(Point placement records)
[BEGIN]

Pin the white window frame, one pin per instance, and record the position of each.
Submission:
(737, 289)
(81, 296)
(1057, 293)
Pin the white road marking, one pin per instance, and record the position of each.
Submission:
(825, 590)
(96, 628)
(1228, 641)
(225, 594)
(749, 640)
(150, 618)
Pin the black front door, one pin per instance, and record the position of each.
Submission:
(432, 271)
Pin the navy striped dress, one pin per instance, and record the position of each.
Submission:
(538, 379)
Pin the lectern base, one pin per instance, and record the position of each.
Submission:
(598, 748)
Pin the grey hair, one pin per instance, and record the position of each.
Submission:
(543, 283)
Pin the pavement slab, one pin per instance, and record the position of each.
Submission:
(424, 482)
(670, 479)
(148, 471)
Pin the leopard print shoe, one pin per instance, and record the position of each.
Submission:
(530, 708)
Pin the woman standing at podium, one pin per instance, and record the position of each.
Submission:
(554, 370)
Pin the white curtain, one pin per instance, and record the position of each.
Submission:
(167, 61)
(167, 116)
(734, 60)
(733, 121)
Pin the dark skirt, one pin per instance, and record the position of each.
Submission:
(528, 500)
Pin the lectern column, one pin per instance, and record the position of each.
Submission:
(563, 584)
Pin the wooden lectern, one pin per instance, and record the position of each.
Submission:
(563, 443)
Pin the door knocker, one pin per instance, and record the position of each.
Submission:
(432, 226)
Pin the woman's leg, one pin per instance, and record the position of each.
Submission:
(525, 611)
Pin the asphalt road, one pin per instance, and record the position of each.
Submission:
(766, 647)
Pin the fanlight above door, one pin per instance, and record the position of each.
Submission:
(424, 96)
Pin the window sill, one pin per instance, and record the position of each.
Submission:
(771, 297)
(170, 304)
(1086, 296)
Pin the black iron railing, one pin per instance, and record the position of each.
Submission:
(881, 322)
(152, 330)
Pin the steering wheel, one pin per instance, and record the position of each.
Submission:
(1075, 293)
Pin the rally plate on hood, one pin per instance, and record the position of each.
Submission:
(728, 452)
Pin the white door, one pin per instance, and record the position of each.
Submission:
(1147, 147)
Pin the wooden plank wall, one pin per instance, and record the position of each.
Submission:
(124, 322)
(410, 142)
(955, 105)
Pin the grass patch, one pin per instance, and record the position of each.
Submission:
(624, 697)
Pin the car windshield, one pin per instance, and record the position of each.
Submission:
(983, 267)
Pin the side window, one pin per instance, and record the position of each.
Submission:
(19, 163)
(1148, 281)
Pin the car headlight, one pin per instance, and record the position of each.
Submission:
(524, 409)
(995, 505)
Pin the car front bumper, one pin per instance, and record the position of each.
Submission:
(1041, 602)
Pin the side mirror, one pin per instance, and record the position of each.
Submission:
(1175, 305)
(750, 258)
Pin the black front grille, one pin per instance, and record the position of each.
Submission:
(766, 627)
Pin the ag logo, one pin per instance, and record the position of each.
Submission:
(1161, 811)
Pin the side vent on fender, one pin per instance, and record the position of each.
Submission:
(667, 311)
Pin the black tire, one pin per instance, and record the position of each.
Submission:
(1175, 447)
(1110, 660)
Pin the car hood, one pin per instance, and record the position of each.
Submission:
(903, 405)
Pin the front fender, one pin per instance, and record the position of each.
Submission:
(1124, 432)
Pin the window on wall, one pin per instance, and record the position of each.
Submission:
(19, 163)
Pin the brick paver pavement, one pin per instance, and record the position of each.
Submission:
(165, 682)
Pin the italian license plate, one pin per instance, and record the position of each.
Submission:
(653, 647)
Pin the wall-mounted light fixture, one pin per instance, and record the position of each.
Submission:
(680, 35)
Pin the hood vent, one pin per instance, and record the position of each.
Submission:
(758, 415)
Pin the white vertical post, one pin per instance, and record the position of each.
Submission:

[END]

Your task: Rewrite all of the material above, changing each "Submission" to "Placed points" and leaving every other word as it stands.

Task output:
Pin the white window frame, one pin per instance, and record the position of each.
Placed points:
(737, 289)
(81, 296)
(1057, 293)
Pin the white road marking, one pin per instance, and record the position of each.
Placed points:
(825, 590)
(96, 628)
(1228, 641)
(225, 594)
(749, 640)
(150, 618)
Pin the black front door, one pin per instance, and record the position of each.
Placed points:
(432, 271)
Pin the navy striped dress, one pin per instance, and record the position of each.
Placed points:
(538, 379)
Pin the lectern base, one pin per instance, and record the position of each.
Placed points:
(598, 748)
Pin the grey hair, one pin per instance, and record the position of each.
Placed points:
(543, 283)
Pin the pavement slab, one pin per instance, and record the position of each.
Placed points:
(424, 482)
(670, 479)
(148, 471)
Pin the leopard print shoe, one pin per instance, and record the position of each.
Placed points:
(530, 708)
Pin the woman standing at podium, one pin per instance, and record the position of each.
Placed points:
(554, 370)
Pin the white curtain, one pin per instance, and record the position of each.
Placed points:
(167, 61)
(167, 116)
(734, 60)
(733, 121)
Pin the dark skirt, one pin per instance, and record the position of each.
Placed points:
(528, 500)
Pin the lectern column, one pin per instance, and record the position of each.
Placed points:
(563, 584)
Pin the wooden lectern, one pin per instance, and record the position of each.
Placed points:
(563, 443)
Pin the door knocker, one pin per instance, and record the position of each.
Placed points:
(432, 226)
Pin the woman's leg, one pin per instance, and record the position of each.
Placed points:
(525, 611)
Pin the asphalt road, one pin per instance, and record the position of each.
Placed points:
(766, 647)
Pin the fanlight above door, one pin per instance, and record the position of each.
Placed points:
(424, 96)
Pin the window sill, one pin per instance, and record the position of each.
Placed points:
(771, 297)
(170, 304)
(1086, 296)
Pin the black iron railing, one pin per instance, and record the position of each.
Placed points:
(881, 322)
(152, 330)
Pin the steering wheel, one pin per instance, and record the position of each.
Placed points:
(1075, 293)
Pin the rally plate on hood, one pin per instance, and record the position of each.
Placed points:
(728, 452)
Pin the white door, one pin per instance, and record the position of each.
Placed points:
(1147, 147)
Pin the wooden plank wall, one pin per instance, and record the position of each.
Placed points:
(124, 322)
(410, 142)
(955, 105)
Pin the grass patch, one pin per instance, and record the position of each.
Placed points:
(624, 697)
Pin the car windshield, one pin per instance, and record the position of each.
Placed points:
(983, 267)
Pin the side window, one pin per instance, and record the position of each.
Placed points:
(19, 163)
(1148, 281)
Pin the car headlight, one pin per instance, and record the position of each.
Placed points:
(524, 409)
(995, 505)
Pin the car front bumper, one pin per instance, and record the position of each.
Placed points:
(1041, 602)
Pin the side mirror, one pin per instance, and record the position of each.
Placed points:
(1175, 305)
(750, 258)
Pin the black front grille, one pin per instance, and record the position of each.
Placed points:
(766, 627)
Pin the ag logo, one pin per instance, and record the position of each.
Placed points:
(1161, 811)
Pin the side vent on fender, one pin per instance, and record the position of each.
Placed points:
(667, 311)
Pin the black tire, one pin per instance, and record the position of each.
Placed points:
(1175, 447)
(1110, 660)
Pin the car hood, one pin per instance, and record the position of each.
Placed points:
(903, 405)
Pin the front fender, one pin per instance, and record the position of each.
Placed points:
(1124, 432)
Pin the window on wall, one pin per instance, and record the position of each.
Placed points:
(19, 163)
Pin the brick paver pavement, one pin per instance, and record the position of each.
Placed points:
(165, 682)
Pin the italian license plate, one pin per instance, and record the position of each.
Placed points:
(653, 647)
Pin the wall-mounted light fixture, one pin per instance, and record the position of each.
Placed points:
(680, 35)
Pin the hood vent, one pin per instance, and record the position of each.
Placed points:
(758, 415)
Pin the white vertical post, one pin per instance, and record the position of each.
Placed points:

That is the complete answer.